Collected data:
# # # # # # #
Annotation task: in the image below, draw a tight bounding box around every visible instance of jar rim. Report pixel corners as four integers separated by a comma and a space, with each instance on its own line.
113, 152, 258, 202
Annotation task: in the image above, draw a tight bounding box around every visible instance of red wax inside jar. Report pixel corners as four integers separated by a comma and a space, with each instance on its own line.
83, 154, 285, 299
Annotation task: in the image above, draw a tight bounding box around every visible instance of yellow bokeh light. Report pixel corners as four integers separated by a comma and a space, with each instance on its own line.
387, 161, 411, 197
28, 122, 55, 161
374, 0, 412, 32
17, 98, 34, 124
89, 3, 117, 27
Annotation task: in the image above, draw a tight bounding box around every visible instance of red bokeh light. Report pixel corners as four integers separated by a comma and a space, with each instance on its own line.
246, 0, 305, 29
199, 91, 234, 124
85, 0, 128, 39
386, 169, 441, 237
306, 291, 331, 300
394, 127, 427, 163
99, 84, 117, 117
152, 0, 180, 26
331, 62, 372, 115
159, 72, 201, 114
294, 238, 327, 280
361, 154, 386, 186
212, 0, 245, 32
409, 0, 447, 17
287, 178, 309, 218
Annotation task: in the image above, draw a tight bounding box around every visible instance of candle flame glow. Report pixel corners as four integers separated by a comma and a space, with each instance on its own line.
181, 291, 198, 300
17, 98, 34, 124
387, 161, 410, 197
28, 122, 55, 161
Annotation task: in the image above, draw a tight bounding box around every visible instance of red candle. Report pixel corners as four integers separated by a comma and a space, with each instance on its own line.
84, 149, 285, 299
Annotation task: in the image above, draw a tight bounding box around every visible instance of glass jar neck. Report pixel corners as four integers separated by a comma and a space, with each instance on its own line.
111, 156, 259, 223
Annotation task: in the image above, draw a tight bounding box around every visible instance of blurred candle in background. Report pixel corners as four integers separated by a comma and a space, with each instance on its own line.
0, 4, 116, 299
# # # # # # #
EXERCISE:
Reproduce every line of the rows above verbatim, in the same order.

TASK ANSWER:
Annotation task: in the image below, draw a tight bounding box around every visible instance of jar rim. Report pixel corners as four integers separated by a comma and a space, with each instance on its own line.
113, 152, 258, 202
Annotation task: in the image above, draw a tight bounding box around every visible instance of red wax inside jar. Report pixel corners as four integers separated by a comma and a space, with each instance on its own line.
83, 154, 285, 299
Annotation task: in the image above, draw a tight bounding box around every visible instance of yellow bokeh light. Report pixel corners as four integers separated by a comma and a space, with each instance on its own line.
387, 161, 411, 197
28, 122, 55, 161
374, 0, 412, 32
17, 98, 34, 124
89, 3, 117, 27
Annotation task: in the image above, draw a tight bounding box around every visible instance of red bokeh light. Report pixel corners as four integers separated by a comma and a space, with each instance on its own line.
246, 0, 305, 29
199, 91, 234, 124
85, 0, 128, 39
386, 169, 441, 237
306, 291, 331, 300
394, 127, 427, 163
99, 84, 117, 117
152, 0, 180, 26
331, 62, 372, 115
159, 72, 201, 114
294, 238, 327, 280
361, 154, 386, 186
212, 0, 245, 32
409, 0, 447, 17
287, 178, 309, 218
Annotation task: in the image above, draw a tight bounding box around every visible instance of candle flame glow. Report pixel corners as four integers separated by a comma and a space, with each instance on its own line.
181, 291, 198, 300
17, 98, 34, 124
387, 161, 410, 197
28, 122, 55, 161
Annotation task: in the image above, draw a tight bounding box around every visible instance of red candle. Report pixel corners as four integers separated by a comma and a space, with each instance on its own line.
84, 149, 285, 299
Annotation task: in the image above, draw a tight bounding box around every visible instance of glass jar neck. Report pixel corners as four integers separated by a comma and a space, with each instance on its own line.
111, 156, 259, 223
Annotation task: in the image above, draw a tight bounding box around every visible instance of blurred candle in background. Report pixel corners as four integers separated by a comma and a space, with each instance on its own line.
0, 4, 116, 299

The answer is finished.